• [Aim of the task]
Extract the full contract clauses on intellectual property and limitation of liability below, reproducing every line verbatim.

• [Provided text]
* begin *

6. INTELLECTUAL PROPERTY
6.1 All intellectual property rights arising in the course of or in connection with the Agreement, including those arising in or from the provision of any Services, shall immediately on and from creation or performance vest in and be owned by Us absolutely and You shall acquire no right, title or interest in or to the same, other than licence to use the same during the term in the course of the provision by Us of the Services.
6.2 For the avoidance of doubt, nothing in the Agreement shall have the effect of granting or transferring to, or vesting in, You any intellectual property rights, or any other right, title or interest, in or to any ideas, strategies, methodologies, processes, concepts or policies belonging to, devised, developed or created by Us or any third party whether before or in the course of performance of the Agreement or otherwise, or, subject to Clause 6.1, any material, item or work devised, developed or created by Us or any third party during the term of the Agreement.
6.3 The obligations imposed by this Clause 6 shall survive the variation, renewal or termination of the Agreement.
7. LIMITATION OF LIABILITY
7.1 This Clause 7 prevails over all other Clauses and sets forth the entire Liability of Us, and the sole and exclusive remedies of You in respect of:
7.1.1 the performance, non-performance, purported performance or delay in performance of the Agreement with You or the Services (or any part of it or them); or
7.1.2 otherwise in relation to the Agreement with You or the entering into or performance of the Agreement with You.

* end *

Records from a data collection:
* begin *

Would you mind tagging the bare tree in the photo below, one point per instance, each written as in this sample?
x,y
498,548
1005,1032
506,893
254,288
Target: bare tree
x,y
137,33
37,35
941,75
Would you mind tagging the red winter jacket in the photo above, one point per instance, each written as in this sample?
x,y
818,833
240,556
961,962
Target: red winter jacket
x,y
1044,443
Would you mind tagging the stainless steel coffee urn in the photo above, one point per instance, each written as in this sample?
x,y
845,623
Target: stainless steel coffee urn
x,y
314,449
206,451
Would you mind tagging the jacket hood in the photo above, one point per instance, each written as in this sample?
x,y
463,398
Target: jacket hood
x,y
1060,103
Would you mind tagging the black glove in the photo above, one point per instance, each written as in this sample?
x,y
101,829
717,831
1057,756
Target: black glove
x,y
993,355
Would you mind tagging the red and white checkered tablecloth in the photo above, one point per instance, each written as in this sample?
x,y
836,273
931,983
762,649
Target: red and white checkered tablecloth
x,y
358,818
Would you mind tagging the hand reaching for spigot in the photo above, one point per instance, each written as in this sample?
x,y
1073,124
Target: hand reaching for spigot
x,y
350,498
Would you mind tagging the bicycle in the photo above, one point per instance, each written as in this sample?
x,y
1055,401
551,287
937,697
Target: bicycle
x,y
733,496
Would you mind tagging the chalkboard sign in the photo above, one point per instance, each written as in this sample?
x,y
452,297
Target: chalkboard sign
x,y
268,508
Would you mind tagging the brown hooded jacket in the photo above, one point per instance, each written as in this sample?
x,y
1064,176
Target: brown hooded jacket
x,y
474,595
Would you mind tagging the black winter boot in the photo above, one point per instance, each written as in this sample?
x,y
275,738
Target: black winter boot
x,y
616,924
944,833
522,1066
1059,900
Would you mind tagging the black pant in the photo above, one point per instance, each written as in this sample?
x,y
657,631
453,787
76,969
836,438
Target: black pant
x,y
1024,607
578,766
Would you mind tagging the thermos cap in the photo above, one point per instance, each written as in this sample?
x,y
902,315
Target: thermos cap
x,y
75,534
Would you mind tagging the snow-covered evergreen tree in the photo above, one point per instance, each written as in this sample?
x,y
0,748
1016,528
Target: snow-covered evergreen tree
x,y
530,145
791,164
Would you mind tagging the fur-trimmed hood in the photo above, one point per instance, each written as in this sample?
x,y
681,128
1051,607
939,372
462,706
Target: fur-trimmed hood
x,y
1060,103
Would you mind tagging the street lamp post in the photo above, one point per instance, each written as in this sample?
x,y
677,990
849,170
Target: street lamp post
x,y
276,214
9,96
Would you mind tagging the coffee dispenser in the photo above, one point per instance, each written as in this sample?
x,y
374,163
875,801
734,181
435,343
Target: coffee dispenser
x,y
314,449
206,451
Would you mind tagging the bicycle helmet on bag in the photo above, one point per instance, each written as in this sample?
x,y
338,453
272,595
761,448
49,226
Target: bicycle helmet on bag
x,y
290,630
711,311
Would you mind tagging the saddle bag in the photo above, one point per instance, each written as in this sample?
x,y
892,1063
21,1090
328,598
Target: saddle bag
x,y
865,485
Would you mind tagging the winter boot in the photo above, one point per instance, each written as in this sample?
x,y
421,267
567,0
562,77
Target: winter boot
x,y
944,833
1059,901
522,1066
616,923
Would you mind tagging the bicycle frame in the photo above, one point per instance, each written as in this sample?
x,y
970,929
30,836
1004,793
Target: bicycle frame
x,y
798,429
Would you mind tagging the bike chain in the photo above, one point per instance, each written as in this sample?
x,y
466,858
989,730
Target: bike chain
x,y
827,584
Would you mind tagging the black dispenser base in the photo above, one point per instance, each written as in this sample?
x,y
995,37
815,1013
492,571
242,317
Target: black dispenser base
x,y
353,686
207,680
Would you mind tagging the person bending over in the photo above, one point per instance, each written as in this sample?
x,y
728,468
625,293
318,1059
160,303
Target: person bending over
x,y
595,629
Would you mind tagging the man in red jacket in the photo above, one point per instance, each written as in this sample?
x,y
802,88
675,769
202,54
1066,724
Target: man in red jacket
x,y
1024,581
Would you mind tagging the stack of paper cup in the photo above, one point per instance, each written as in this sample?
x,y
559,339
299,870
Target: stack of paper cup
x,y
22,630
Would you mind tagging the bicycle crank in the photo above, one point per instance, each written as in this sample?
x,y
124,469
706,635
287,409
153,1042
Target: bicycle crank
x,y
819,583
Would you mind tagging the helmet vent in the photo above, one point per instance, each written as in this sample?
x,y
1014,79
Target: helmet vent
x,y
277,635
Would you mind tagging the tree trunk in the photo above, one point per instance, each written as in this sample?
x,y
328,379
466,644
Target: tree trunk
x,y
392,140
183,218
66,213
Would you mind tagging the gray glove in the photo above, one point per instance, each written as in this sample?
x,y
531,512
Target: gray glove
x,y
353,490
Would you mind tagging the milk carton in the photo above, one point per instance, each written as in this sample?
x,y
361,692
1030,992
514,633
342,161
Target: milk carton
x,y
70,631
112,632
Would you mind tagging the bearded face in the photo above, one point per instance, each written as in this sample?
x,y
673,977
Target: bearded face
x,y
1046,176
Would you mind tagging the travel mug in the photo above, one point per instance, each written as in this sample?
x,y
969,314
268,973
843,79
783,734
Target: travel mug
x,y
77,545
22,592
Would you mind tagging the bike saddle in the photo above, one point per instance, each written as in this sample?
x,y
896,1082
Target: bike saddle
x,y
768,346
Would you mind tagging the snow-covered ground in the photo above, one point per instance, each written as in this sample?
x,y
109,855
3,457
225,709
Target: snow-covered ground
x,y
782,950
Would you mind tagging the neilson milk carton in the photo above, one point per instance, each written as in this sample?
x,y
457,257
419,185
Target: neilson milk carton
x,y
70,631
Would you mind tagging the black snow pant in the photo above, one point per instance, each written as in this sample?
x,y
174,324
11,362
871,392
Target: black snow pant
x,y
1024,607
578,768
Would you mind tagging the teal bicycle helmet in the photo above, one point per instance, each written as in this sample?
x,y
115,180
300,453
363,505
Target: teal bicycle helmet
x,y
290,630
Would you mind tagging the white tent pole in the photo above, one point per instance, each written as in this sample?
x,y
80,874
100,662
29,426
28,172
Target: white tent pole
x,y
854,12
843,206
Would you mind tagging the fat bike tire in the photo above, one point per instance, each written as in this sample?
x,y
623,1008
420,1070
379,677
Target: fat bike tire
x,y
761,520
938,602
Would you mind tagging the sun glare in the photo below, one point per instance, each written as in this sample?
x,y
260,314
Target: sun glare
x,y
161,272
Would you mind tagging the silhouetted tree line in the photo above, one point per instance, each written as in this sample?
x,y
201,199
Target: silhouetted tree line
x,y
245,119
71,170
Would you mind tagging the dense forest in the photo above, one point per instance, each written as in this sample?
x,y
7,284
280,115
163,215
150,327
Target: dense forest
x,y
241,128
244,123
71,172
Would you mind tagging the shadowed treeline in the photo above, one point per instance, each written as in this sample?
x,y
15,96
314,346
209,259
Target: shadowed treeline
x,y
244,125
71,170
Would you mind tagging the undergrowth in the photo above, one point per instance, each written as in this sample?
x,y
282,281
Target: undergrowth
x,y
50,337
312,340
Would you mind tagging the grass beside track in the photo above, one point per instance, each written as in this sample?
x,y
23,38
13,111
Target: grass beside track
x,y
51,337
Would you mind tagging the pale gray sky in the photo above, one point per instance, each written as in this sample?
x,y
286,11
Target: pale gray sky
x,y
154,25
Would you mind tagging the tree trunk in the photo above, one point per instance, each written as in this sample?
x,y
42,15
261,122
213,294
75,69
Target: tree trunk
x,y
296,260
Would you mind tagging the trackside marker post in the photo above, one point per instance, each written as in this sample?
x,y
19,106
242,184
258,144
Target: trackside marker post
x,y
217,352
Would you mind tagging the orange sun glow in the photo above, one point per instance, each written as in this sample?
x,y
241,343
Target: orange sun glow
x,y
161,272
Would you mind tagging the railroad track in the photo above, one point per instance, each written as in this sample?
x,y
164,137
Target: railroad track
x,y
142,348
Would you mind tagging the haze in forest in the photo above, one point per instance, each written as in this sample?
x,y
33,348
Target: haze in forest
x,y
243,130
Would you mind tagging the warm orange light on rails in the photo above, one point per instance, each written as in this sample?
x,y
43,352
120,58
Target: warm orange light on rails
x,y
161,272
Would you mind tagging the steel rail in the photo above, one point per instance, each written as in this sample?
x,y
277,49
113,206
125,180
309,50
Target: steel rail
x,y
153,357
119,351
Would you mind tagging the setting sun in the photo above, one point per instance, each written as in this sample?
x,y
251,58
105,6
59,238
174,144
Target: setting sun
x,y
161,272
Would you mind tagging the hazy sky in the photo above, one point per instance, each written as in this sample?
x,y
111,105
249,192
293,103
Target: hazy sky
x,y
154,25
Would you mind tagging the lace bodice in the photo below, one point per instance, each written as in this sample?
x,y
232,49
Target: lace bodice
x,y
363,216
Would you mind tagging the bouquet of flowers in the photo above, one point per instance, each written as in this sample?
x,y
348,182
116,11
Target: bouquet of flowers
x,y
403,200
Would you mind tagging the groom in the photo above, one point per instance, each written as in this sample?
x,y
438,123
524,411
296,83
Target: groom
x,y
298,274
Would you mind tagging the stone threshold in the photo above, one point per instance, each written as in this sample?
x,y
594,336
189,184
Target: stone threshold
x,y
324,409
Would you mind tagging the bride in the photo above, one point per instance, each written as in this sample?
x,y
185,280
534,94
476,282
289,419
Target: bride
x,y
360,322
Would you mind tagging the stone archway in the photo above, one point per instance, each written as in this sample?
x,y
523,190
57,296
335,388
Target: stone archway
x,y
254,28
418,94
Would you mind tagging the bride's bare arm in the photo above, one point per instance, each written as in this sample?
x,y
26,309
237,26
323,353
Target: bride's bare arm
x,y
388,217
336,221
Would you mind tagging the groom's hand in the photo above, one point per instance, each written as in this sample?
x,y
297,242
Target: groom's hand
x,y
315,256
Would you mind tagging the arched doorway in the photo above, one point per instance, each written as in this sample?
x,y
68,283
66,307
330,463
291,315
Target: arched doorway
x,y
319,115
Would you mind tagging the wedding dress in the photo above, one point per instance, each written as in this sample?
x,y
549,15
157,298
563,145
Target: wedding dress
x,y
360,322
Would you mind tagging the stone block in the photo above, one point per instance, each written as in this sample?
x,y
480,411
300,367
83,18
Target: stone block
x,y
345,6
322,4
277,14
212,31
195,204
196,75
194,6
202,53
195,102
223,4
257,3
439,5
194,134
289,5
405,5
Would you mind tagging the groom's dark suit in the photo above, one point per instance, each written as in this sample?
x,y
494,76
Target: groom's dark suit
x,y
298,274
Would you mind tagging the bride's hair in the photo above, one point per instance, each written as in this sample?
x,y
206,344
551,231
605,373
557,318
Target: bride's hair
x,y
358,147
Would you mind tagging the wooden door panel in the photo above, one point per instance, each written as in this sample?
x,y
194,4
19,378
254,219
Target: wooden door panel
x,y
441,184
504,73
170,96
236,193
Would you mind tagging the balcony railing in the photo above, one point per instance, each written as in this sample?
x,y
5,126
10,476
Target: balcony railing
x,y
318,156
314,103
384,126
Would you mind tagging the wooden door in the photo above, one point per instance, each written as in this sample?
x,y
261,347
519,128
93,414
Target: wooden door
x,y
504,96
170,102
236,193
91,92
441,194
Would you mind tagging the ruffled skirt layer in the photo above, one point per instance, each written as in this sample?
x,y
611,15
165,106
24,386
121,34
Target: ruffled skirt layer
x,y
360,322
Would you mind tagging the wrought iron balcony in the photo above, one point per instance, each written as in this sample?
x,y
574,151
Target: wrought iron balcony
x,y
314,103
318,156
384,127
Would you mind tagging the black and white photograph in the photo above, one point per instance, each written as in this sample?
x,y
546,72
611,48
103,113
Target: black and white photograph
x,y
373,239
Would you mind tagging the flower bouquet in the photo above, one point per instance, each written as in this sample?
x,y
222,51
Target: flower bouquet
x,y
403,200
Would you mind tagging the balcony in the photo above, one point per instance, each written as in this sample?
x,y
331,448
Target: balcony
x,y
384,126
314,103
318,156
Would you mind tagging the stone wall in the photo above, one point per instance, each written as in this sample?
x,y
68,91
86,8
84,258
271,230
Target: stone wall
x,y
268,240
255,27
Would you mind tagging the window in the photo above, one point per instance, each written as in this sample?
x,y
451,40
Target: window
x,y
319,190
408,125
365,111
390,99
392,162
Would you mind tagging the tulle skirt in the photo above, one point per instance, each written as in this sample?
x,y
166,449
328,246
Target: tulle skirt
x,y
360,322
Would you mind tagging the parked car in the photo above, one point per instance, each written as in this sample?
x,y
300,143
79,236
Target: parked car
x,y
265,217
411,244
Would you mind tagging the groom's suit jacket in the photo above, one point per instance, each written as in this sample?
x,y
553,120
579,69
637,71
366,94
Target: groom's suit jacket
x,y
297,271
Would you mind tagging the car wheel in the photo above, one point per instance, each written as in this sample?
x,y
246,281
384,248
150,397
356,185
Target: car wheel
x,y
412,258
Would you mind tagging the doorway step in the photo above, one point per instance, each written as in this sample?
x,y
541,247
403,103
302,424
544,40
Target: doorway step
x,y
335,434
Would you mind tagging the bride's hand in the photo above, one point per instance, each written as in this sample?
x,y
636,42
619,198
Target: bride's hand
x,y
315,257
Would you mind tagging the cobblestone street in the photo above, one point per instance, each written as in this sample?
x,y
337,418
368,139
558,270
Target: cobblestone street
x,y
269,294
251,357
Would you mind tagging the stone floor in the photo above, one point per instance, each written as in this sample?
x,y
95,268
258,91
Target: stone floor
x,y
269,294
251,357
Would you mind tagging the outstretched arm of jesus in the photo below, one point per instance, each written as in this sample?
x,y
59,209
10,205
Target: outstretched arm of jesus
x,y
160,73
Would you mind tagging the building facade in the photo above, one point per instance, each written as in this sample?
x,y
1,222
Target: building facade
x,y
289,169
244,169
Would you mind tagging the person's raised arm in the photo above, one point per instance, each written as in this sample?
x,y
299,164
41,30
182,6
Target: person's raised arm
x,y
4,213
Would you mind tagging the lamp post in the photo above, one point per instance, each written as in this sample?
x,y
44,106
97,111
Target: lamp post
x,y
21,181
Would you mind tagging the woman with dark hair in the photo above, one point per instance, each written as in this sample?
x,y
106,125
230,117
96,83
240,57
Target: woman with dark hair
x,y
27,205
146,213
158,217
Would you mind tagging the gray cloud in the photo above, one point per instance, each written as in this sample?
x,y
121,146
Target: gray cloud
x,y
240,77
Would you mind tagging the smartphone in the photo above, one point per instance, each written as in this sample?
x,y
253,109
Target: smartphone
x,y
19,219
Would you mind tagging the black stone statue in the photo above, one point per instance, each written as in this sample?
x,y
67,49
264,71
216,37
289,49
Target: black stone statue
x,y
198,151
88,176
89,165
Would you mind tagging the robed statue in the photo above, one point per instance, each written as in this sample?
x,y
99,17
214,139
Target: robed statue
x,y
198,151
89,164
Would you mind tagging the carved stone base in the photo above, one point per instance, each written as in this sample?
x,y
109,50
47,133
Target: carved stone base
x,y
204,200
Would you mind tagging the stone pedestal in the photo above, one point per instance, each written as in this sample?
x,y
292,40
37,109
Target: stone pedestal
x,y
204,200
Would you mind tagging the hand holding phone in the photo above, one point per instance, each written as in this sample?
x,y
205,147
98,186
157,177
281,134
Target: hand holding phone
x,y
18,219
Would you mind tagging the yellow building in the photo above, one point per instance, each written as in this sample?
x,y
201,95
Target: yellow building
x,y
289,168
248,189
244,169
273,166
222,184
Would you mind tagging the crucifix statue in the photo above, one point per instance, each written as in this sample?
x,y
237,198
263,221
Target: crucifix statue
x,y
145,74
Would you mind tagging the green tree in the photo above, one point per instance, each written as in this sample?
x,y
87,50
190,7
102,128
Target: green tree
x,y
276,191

* end *

• [Task response]
6. INTELLECTUAL PROPERTY
6.1 All intellectual property rights arising in the course of or in connection with the Agreement, including those arising in or from the provision of any Services, shall immediately on and from creation or performance vest in and be owned by Us absolutely and You shall acquire no right, title or interest in or to the same, other than licence to use the same during the term in the course of the provision by Us of the Services.
6.2 For the avoidance of doubt, nothing in the Agreement shall have the effect of granting or transferring to, or vesting in, You any intellectual property rights, or any other right, title or interest, in or to any ideas, strategies, methodologies, processes, concepts or policies belonging to, devised, developed or created by Us or any third party whether before or in the course of performance of the Agreement or otherwise, or, subject to Clause 6.1, any material, item or work devised, developed or created by Us or any third party during the term of the Agreement.
6.3 The obligations imposed by this Clause 6 shall survive the variation, renewal or termination of the Agreement.
7. LIMITATION OF LIABILITY
7.1 This Clause 7 prevails over all other Clauses and sets forth the entire Liability of Us, and the sole and exclusive remedies of You in respect of:
7.1.1 the performance, non-performance, purported performance or delay in performance of the Agreement with You or the Services (or any part of it or them); or
7.1.2 otherwise in relation to the Agreement with You or the entering into or performance of the Agreement with You.